- [To be done] Update the lines below by changing every "Drop a marker" to "Place a pin" and leaving all other text intact; omit the pictures from the output.

•••

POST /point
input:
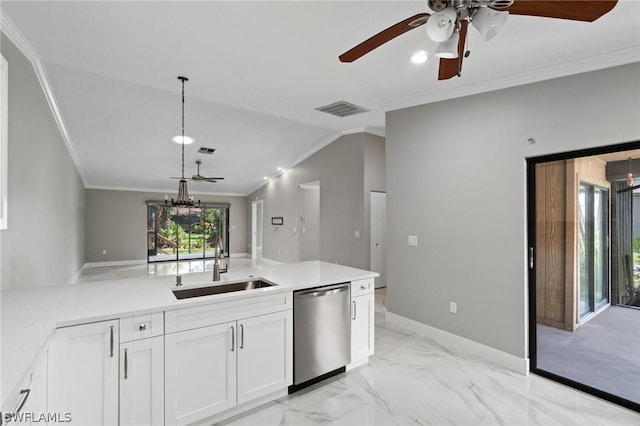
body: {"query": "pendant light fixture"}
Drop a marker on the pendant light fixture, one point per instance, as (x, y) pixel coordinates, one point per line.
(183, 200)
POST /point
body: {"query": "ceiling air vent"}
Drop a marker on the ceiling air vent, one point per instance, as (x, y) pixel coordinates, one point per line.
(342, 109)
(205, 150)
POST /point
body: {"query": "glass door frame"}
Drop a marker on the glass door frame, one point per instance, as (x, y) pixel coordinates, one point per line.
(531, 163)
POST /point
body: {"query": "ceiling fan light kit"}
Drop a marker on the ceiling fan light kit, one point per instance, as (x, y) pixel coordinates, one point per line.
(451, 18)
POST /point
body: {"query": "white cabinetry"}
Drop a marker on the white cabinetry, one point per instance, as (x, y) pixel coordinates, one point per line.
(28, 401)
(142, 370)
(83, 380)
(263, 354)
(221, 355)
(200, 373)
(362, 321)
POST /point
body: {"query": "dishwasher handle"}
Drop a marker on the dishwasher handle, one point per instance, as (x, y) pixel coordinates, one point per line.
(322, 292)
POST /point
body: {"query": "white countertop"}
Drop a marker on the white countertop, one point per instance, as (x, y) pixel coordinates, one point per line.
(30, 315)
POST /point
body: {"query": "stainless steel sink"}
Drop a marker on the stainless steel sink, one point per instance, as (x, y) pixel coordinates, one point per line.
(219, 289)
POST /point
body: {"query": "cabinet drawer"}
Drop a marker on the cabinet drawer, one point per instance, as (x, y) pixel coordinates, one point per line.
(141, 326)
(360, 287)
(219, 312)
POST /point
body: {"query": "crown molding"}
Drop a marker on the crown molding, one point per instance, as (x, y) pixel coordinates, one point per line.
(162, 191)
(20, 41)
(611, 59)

•••

- [Task output]
POST /point
input:
body: {"query": "pendant light fixture"}
Place a pin on the pendant light fixture, one point per instance, as (x, y) pixel coordinates, one point per line.
(183, 200)
POST /point
body: {"query": "ceiling air vent"}
Place a pin on the ceiling air vent, one point per instance, as (x, y) pixel coordinates, one point per line.
(342, 109)
(205, 150)
POST /point
body: {"query": "glass door frame"}
Place a pin on the glass door frame, one point per instance, as (x, y) pixel coordinates, one point per line.
(531, 163)
POST /point
body: {"query": "ceiling fan light kit"}
Place a pin on the ceiling fan light kit, one point per instance, as (x, y) pixel coordinates, one point per line.
(451, 18)
POST /point
body: {"query": "white cabinetry"}
Place a pin on the white cabinetry, one point per instance, as (x, y) pixel coordinates, one point per line.
(28, 401)
(142, 370)
(83, 380)
(263, 354)
(221, 355)
(200, 373)
(362, 321)
POST /point
body: {"query": "dishwasher handle"}
Place a pin on the dishwasher handle, one point per instance, as (x, y) pixel coordinates, one point per line.
(322, 292)
POST /point
body: {"query": "white countertop"}
Place a pin on the white countertop, one point per instance, as (x, y) pixel coordinates, one point per line.
(30, 315)
POST /point
body: {"query": "stainless steel sink"}
Place a pin on the stainless steel sink, one point per instance, as (x, y) pixel coordinates, one point per line.
(219, 289)
POST /point
body: {"query": "cabinet drawer"}
Place a pin on the cabinet drawer, one point per instance, as (x, y) pixel coordinates, one point per line.
(141, 326)
(360, 287)
(219, 312)
POST /point
body: {"query": "crown molding"}
Place a pin on the crown molding, one point per instance, as (x, y) pixel coordinates, one point per line.
(162, 191)
(20, 41)
(611, 59)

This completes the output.